### Text for analysis
Cuba shows the world true revolutionary solidarity
The scene of Cuban doctors coming down a ramp into an airport in Northern Italy to the applause of locals wearing face masks brought tears to my eyes. More so because one of the doctors who spoke to the media said that of course they were scared, that anyone would be scared going into the frontline of combatting a deadly virus from which over 25 Italian doctors have already died. But he said they are revolutionary doctors and it was their duty to help and show solidarity.
The difference with Cubans is their utter selflessness, their belief in revolutionary duty and internationalism - they are the essence of Ubuntu. How many of us would be prepared to go to Lombardy and care for those dying of the coronavirus? But this is what Cuban doctors have been doing for decades, assisting those dying from deadly diseases when few others would help.
Whether it was the Ebola outbreak in West Africa, HIV/AIDS in South Africa, Cholera in Haiti, or Covid-19, there is a long list of deadly epidemics where Cuban doctors and nurses have come to the rescue. Cuba’s Henry Reeve Contingent, which specialises in responding to natural disasters and medical emergencies spent gruelling six month stints in Liberia and Sierra Leone. The Foreign Minister of Liberia at the time Augustine Kpehe Ngafuan was quoted as saying, “The Cuban doctors declared they were our brothers from across the ocean and came to help us as brothers.”
It is the ultimate injustice that despite Cuba consistently giving to the world, it has remained under 60 years of gruelling sanctions imposed by the United States, which punishes all those with multi million dollar fines who attempt to trade with the island nation or provide them with basic supplies. For years Cuban doctors have been unable to source medicines and equipment that they sorely need, and they have had to persevere without it. When there were outbreaks of Meningitis and Hepatitis in Cuba we didn’t see other countries come to their aid or break the suffocating economic embargo imposed by the US.
The Cuban health system has had to become self-reliant out of necessity, which has brought about the most amazing biotech innovations in terms of medicines and vaccines, far more advanced than the most developed countries. Cuba has developed a large bio pharmaceutical industry to produce many of the medicines that it is not able to import. Among those it has developed the antiviral drug Interferon Alpha 2b which could save thousands of lives in the Covid-19 pandemic.
Interferon is Cuba’s first choice in supplying its public health system and countries internationally who are fighting the pandemic. It is a preventative measure used via nebulisation which reaches the lungs and has an impact in the early stages of infection. The medicine has been produced in China in a Cuban-Chinese joint venture where it has so far managed to effectively treat over 1,500 patients. Interferon is one of 30 drugs chosen by the Chinese National Health Commission to combat Covid-19, and is now being used in South Korea, Panama, Italy and Germany. There are 15 requests from other nations for its acquisition.

### The data
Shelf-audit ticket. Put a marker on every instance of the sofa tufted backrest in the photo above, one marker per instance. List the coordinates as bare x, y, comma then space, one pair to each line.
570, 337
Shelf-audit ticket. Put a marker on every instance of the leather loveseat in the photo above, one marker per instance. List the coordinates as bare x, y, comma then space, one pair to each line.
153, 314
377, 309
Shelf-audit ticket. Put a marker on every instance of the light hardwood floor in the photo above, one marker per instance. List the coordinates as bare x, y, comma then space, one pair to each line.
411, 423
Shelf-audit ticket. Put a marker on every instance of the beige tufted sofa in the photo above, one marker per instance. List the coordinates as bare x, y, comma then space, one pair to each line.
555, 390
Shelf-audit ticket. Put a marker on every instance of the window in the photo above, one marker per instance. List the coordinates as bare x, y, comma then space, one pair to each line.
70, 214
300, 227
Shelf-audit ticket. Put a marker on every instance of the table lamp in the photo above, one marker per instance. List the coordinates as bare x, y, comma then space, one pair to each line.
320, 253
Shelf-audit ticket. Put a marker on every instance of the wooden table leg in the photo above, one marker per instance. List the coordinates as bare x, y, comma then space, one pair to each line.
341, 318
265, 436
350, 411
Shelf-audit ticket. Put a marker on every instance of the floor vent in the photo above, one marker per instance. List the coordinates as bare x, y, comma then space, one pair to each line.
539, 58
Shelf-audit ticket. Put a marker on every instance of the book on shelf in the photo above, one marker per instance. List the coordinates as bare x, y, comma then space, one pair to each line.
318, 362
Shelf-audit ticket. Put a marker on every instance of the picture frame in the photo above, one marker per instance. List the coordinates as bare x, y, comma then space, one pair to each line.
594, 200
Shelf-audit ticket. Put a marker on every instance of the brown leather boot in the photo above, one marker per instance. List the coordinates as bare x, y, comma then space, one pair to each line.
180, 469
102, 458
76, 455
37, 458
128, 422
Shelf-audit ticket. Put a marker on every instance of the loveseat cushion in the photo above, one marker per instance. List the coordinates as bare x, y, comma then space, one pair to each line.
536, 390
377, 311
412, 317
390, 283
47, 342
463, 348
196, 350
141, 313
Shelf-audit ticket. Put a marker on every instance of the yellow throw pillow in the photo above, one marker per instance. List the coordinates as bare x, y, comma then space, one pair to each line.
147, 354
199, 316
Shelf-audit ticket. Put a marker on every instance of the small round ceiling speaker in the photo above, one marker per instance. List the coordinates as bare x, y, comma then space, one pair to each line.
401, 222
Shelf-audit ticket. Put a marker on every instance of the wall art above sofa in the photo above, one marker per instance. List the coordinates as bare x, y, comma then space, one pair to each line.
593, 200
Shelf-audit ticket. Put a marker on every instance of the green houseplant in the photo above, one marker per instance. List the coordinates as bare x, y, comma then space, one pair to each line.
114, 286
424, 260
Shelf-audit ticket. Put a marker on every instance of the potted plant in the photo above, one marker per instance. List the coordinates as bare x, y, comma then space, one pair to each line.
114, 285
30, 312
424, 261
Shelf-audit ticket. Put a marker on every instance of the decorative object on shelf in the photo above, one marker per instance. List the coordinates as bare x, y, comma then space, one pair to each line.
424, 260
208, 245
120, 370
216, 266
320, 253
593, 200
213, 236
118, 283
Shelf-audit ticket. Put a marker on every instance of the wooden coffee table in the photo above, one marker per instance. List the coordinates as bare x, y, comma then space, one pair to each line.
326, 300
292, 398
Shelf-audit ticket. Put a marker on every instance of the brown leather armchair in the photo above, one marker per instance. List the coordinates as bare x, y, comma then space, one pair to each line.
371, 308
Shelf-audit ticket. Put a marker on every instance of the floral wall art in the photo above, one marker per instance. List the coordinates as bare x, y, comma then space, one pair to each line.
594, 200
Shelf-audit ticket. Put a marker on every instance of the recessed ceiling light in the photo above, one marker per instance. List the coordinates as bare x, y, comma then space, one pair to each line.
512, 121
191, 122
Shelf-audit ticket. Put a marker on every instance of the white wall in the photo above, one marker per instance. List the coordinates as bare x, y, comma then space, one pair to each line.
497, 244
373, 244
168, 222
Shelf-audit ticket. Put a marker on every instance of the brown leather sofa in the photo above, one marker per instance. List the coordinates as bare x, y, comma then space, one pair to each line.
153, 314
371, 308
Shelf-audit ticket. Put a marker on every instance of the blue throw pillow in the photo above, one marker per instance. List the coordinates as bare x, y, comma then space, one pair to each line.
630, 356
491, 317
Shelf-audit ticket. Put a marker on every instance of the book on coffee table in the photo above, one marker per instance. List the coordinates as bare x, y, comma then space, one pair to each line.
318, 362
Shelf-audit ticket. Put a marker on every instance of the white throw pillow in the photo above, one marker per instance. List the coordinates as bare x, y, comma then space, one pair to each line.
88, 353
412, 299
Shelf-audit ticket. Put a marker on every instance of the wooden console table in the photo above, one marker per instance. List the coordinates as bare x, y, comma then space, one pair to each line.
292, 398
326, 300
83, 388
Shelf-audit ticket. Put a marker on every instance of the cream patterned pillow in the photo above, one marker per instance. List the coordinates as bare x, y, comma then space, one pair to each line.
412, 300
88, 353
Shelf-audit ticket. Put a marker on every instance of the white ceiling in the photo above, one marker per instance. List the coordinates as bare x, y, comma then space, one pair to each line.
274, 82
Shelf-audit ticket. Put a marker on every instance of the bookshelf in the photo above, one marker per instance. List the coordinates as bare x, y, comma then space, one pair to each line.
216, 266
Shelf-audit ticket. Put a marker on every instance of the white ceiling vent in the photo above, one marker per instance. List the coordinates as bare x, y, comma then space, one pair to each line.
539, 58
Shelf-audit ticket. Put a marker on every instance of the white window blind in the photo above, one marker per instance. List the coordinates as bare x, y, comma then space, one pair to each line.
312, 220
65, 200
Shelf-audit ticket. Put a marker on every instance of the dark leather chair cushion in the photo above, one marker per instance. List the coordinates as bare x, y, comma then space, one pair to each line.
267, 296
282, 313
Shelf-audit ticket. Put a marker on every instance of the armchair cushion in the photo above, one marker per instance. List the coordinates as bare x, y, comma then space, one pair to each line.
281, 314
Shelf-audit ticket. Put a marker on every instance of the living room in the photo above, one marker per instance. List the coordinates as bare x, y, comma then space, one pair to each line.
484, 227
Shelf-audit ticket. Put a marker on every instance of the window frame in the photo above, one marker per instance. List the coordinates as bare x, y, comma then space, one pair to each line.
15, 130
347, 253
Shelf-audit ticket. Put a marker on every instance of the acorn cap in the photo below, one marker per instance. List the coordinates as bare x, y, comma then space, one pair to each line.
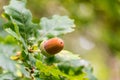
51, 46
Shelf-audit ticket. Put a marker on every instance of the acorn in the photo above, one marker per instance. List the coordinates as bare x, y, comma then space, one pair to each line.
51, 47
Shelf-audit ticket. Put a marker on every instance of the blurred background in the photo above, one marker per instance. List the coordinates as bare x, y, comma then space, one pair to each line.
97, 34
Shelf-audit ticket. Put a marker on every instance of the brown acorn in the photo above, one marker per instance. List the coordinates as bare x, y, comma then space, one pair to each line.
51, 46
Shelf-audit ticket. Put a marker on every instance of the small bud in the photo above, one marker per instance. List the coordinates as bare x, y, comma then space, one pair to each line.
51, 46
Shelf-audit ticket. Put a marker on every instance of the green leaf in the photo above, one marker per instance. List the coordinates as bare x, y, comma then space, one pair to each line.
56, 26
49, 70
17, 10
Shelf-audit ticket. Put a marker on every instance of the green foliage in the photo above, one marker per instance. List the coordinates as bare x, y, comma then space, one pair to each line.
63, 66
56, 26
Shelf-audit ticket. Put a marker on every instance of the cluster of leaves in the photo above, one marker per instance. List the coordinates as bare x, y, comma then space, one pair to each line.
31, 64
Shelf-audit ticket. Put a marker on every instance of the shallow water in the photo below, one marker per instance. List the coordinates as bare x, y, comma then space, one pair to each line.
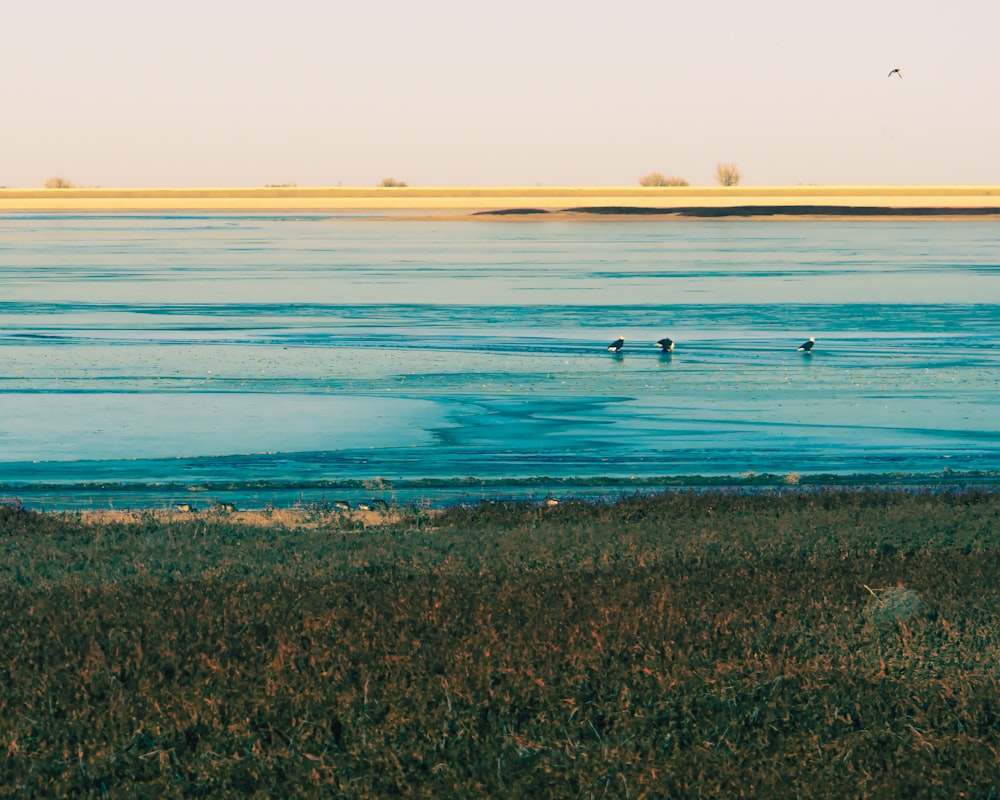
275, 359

* * *

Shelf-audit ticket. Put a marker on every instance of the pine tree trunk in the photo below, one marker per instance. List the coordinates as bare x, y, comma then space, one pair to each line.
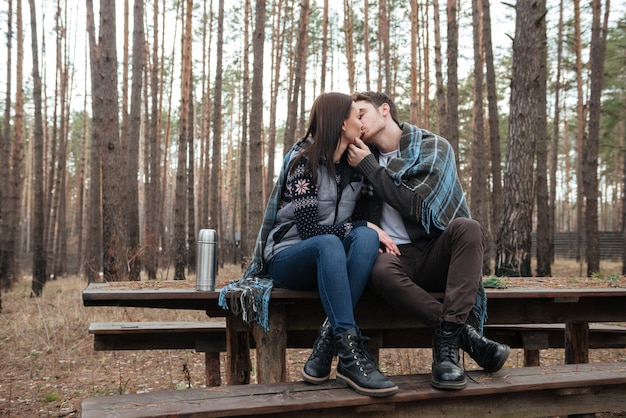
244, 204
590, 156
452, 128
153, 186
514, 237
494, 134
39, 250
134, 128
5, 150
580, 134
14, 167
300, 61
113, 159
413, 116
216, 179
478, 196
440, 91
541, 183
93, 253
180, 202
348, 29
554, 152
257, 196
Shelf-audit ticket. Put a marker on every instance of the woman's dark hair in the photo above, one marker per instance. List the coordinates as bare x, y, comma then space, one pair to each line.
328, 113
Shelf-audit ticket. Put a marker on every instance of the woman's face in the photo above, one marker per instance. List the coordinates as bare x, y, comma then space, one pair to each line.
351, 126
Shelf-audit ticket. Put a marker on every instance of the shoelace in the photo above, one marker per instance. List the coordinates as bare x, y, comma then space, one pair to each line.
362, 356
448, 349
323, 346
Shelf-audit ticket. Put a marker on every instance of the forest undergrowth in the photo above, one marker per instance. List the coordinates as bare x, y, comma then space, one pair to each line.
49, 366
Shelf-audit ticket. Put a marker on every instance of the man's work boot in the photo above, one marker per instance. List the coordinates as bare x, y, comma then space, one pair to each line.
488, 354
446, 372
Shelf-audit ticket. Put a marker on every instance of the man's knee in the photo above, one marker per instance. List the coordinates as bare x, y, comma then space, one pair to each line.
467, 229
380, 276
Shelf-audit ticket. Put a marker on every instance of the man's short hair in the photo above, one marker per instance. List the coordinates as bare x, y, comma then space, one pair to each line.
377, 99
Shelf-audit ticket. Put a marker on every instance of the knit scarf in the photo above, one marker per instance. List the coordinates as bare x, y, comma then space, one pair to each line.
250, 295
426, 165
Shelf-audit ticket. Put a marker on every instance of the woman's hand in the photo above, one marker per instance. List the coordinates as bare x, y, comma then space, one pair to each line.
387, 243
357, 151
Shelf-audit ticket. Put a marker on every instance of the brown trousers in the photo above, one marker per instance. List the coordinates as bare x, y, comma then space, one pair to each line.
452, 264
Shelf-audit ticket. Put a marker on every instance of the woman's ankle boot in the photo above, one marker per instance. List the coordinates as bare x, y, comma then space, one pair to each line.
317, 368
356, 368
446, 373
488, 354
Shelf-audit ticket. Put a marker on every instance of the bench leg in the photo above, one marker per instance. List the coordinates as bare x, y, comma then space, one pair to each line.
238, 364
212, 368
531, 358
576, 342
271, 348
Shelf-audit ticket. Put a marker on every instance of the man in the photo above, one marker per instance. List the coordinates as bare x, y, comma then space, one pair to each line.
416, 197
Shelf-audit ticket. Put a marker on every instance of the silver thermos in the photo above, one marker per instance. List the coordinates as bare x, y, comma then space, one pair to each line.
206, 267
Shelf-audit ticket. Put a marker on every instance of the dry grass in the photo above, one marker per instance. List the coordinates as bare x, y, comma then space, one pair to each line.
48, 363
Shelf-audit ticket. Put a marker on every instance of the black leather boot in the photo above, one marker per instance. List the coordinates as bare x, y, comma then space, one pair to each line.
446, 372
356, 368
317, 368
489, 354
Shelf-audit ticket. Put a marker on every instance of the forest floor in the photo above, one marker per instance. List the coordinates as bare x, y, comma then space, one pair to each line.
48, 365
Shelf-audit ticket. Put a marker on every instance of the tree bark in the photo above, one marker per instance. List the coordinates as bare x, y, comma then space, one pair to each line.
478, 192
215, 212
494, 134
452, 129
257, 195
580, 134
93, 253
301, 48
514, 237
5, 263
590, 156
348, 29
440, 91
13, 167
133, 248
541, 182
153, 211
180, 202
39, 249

==

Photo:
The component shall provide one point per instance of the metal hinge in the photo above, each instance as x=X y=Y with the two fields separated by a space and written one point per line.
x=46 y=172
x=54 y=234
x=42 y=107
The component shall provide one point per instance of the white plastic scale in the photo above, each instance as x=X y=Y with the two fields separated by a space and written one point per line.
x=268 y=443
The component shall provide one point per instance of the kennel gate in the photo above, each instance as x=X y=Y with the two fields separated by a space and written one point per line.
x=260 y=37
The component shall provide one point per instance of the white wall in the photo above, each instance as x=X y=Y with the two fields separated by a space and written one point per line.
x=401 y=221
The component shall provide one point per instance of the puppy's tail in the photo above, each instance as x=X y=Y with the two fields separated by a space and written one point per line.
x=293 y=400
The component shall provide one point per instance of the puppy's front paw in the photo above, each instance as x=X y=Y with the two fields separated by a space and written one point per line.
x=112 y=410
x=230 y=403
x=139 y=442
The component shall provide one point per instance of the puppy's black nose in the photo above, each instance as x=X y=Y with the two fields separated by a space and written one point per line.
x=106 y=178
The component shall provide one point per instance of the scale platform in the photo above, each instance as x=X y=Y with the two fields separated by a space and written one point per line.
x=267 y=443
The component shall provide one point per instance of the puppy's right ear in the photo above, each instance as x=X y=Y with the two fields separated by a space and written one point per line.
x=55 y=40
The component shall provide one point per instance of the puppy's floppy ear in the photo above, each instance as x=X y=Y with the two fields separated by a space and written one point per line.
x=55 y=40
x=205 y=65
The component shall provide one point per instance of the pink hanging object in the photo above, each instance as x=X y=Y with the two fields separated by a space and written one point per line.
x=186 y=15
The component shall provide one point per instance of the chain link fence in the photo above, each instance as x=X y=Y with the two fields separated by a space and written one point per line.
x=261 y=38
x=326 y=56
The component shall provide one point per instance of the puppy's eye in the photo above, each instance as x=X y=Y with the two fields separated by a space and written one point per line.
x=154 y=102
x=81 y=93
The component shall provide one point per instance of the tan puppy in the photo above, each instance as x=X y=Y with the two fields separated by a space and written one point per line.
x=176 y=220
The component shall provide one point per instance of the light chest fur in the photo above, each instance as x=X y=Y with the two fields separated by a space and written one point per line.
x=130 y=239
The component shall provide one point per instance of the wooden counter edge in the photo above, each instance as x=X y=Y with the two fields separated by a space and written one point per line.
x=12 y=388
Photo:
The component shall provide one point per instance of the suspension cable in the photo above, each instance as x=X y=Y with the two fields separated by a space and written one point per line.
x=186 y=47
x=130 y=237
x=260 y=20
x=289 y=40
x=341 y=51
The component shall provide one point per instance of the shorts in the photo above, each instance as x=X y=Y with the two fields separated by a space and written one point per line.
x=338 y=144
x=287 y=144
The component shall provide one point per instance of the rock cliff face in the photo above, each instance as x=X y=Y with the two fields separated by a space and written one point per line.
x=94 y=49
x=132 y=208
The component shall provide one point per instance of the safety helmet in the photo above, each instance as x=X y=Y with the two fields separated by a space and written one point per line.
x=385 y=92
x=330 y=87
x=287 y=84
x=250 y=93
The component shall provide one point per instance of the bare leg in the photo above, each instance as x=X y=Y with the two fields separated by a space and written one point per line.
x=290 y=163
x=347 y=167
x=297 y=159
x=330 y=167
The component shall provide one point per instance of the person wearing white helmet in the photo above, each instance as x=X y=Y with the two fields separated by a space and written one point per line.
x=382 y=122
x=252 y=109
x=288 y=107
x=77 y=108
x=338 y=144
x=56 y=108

### Tasks and exercises
**1)** In the article on Cuba's medical solidarity, how many patients has Interferon effectively treated in China so far?
**2)** According to the article on Cuba's medical solidarity, why did Cuba build a large biopharmaceutical industry?
**3)** Write the next part of the article on Cuba's medical solidarity, picking up after its final sentence.
The material comes from a different source than the article.

### Responses for each task
**1)** It has effectively treated over 1,500 patients.

**2)** Under decades of US sanctions, Cuban doctors could not source the medicines and equipment they needed. The health system had to become self-reliant out of necessity. Cuba therefore developed its own industry to produce many of the medicines it cannot import.

**3)**
We can all learn from Cuba’s domestic response to the crisis, as Cuban civilian and military hospitals are ready to treat patients, and factories which produced school uniforms have now been repurposed to supply masks. Cuba’s tourism sector, which is their main source of foreign exchange, has now been shut down despite the painful consequences to the Cuban economy.
Cuba’s 6th medical brigade has been dispatched to countries in its immediate region to assist in treating Covid-10. 140 Cuban doctors have been sent to Jamaica, 136 to Venezuela, as well as contingents to Nicaragua, Suriname, and Grenada. Prior to Brazilian President Jair Bolsonaro taking power in January last year, Cuba had a large number of doctors working in Brazil who were expelled by Bolsonaro when he came to power. Bolsonaro had used ridiculous propaganda accusing the Cuban doctors of “creating guerilla cells and trying to indoctrinate people.” Bolsonaro had initially called the threat of the coronavirus a fantasy, but is now begging Cuban doctors to return.
When Caribbean countries refused to allow the British ship the MS Braemar carrying 682 passengers, some of whom were infected with the Coronavirus, to dock in their ports, Cuba allowed the ship to dock in Havana. Cuban authorities facilitated the transport of passengers to the Havana airport from where they flew home, and those infected with the Coronavirus were cared for in Cuban hospitals. The Cuban Ministry of Foreign Affairs said, “These are times of solidarity, of understanding health as a human right, of reinforcing international cooperation to face our common challenges, values that are inherent in the humanistic practice of the Revolution and our people.”
It is worth noting that the UK had approached both the US and Cuba to assist the MS Braemar, but it was the tiny island nation under decades of economic embargo who answered the call, not the world’s remaining superpower and supposed erstwhile ally of the UK.